→ **Exercise aim**
Since only the words are wanted, reproduce every entry exactly and leave the images behind.

*** Opening Listed records ***

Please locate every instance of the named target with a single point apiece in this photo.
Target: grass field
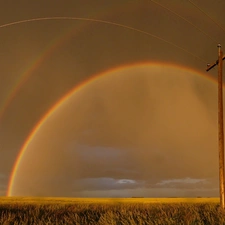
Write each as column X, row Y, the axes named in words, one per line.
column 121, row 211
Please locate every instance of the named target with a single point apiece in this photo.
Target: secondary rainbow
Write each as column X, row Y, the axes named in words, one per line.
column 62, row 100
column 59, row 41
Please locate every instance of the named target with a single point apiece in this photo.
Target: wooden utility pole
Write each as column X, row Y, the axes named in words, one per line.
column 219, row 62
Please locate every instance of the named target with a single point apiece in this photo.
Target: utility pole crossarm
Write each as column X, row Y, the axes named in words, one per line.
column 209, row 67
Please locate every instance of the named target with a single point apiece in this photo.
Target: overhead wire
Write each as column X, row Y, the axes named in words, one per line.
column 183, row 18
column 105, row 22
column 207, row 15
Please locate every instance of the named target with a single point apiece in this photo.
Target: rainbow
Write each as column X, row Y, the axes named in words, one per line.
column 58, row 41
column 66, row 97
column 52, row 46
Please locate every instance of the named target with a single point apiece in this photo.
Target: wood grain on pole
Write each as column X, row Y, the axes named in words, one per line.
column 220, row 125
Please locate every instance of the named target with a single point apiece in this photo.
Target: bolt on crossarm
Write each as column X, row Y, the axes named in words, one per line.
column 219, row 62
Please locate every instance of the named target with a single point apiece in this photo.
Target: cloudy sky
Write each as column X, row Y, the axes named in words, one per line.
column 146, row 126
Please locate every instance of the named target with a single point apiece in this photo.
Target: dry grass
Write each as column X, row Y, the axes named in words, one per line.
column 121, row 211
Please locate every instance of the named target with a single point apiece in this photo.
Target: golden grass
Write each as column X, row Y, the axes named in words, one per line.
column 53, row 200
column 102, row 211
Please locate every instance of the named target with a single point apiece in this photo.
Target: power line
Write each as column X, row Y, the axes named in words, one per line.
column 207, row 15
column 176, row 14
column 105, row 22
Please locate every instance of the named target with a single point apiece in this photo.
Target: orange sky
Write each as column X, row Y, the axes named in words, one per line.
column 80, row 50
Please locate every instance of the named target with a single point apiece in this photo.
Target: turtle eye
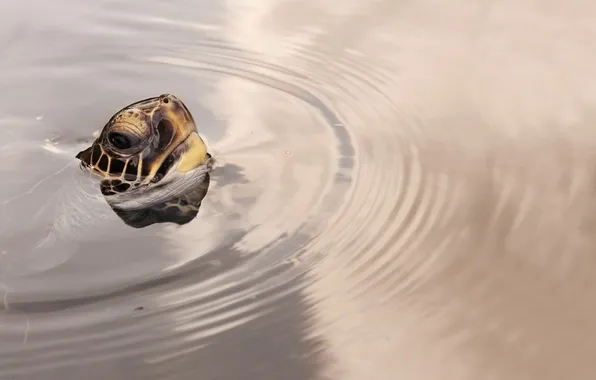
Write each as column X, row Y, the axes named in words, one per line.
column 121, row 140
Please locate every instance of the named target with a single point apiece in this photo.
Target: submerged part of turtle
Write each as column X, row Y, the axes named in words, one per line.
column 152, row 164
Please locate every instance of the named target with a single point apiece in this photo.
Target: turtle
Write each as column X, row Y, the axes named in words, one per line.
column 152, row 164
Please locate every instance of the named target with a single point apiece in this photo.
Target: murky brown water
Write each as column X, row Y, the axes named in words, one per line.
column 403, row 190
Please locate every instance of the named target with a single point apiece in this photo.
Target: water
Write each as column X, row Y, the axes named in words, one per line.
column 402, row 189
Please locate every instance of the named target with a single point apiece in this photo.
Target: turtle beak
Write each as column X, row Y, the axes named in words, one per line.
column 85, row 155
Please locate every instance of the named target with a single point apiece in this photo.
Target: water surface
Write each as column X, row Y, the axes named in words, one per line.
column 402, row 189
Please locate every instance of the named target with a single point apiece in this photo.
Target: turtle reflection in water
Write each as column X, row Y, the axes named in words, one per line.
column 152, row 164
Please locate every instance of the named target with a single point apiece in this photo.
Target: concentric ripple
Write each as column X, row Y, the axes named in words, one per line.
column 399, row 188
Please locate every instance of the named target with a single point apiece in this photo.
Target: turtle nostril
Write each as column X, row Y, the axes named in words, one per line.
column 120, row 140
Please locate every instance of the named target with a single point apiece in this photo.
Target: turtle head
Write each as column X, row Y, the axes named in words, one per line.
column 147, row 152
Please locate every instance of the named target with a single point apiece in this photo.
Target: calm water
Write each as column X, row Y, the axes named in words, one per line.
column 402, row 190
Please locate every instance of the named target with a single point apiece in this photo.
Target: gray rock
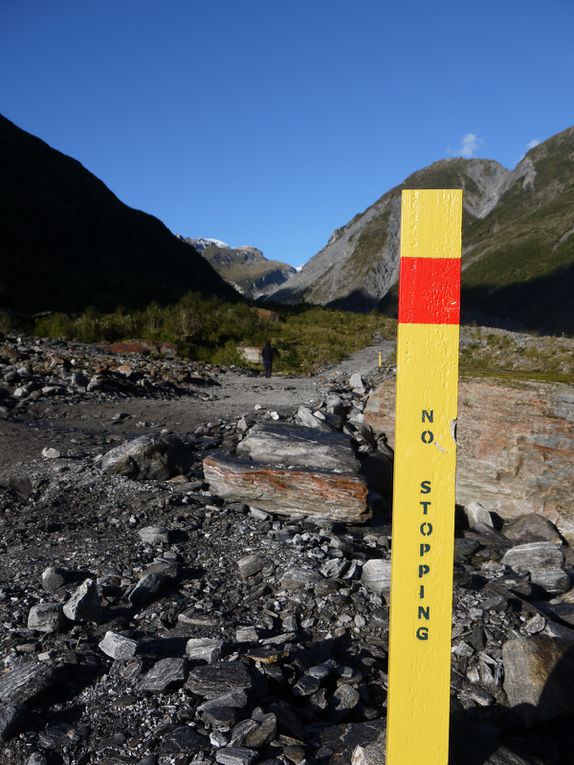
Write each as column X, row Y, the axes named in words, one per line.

*** Closing Listed records ***

→ **Worked solution**
Please locate every instance of the named target with a single point apiece in this photo.
Target: grass field
Write each as column X, row Y, the axes named in words, one per line.
column 121, row 211
Please locate every instance of the named target with a single point apiece in this photo.
Target: secondary rainbow
Write each as column X, row Y, the axes named in words, one per line.
column 62, row 100
column 59, row 41
Please locate every instance of the named target with a single point apiece in this photo.
Target: wooden utility pole
Write each as column X, row Y, the axes named in words, one per line.
column 219, row 62
Please locate every instance of the named target with a single point apiece in this photo.
Target: utility pole crossarm
Write each as column X, row Y, the axes named in words, one per line.
column 209, row 67
Please locate every instance of the named target with a single point apiece in this photo.
Target: overhead wire
Write each as column X, row Y, the axes named in words, one per line.
column 183, row 18
column 105, row 22
column 207, row 15
Please locate every instance of the named target with a single point apiece in this photo.
Target: rainbow
Write each as column X, row Y, the axes named in words, one per line.
column 58, row 41
column 66, row 97
column 52, row 46
Please locate every instance of the named target with a single point apiece in this photo.
Target: wood grain on pole
Write each as column X, row Y, the axes named in words, one per line.
column 220, row 125
Please locate every instance of the named target with a single point apiece in this photo.
Target: bolt on crossarm
Write each as column X, row Y, the axes named in words, one per line.
column 219, row 62
Please locate every instance of the named target with a single point apiece in this photo.
Target: cloudy sky
Write each as column X, row Y, the axes named in words, one per line.
column 146, row 126
Please locate every instance of the named target with a single point apiece in this photo.
Target: dry grass
Write each as column X, row Y, the axes named in words, one per line.
column 121, row 211
Please locate every instance of the named target with a single point apiece in this photo.
Target: golden grass
Write each as column X, row Y, the axes named in words, one per line.
column 53, row 200
column 102, row 211
Please locate every instance of the named target with a single point apiece in this photo.
Target: power line
Write each as column X, row Y, the axes named in words, one per line.
column 207, row 15
column 176, row 14
column 105, row 22
Please locate every instance of the named target with a single point apiece in this photo.
Target: orange sky
Write each as column X, row Y, the axes named in words, one per line.
column 80, row 50
Please locate every instance of the named target with a single point apiece in this photo.
Target: turtle eye
Write each as column X, row Y, the axes named in words, one per line.
column 121, row 140
Please locate every instance of the named target with a single point apiece in this photo.
Target: submerged part of turtle
Write each as column X, row Y, the axes named in words, one per line.
column 152, row 164
Please locate every instance of the named target with a single point apiece in this photo.
Target: turtle
Write each as column X, row Y, the axes named in words, one per line.
column 152, row 164
Please locate every instance of the named target with a single point apiece in this photo.
Target: murky brown water
Write each as column X, row Y, the axes named in words, one per line.
column 403, row 190
Please locate every instance of the named target with a single point apiece in this photo.
Target: water
Write each as column X, row Y, the axes named in words, one per line.
column 402, row 189
Please locate every instance of the named target with a single point apiece in this photo.
Target: turtle beak
Write each as column X, row Y, the axes named in words, one per line.
column 85, row 155
Please locate every instance of the named target with a single point apiece in this photo.
Target: water surface
Write each as column X, row Y, the axes named in words, one per line.
column 402, row 189
Please locate every instance of the named target with a single point apiece in this photo.
Target: turtle reflection in water
Write each as column X, row Y, the axes named in words, one per line.
column 152, row 164
Please locate every instance of the named target with a single point apiece in this photo.
Target: concentric ripple
Write each as column X, row Y, the axes named in words, one per line.
column 399, row 188
Please locate every instance of the named target with a single point apiece in this photo.
Target: turtle nostril
Write each as column X, row Y, the axes named in words, one per line.
column 120, row 140
Please locate every instance of the named target with a single point apiece in this photo.
Target: turtle head
Write each as column X, row Y, the axes named in words, one per line.
column 147, row 152
Please locate every instance of the named target with a single point apiece in this photo.
Target: calm water
Write each as column X, row Y, the axes named in words, one per line.
column 402, row 190
Please locate every instance of the named target with a single point apiece in this photo.
Target: gray rock
Write each as column X, row Y, the axes named in words, one per line.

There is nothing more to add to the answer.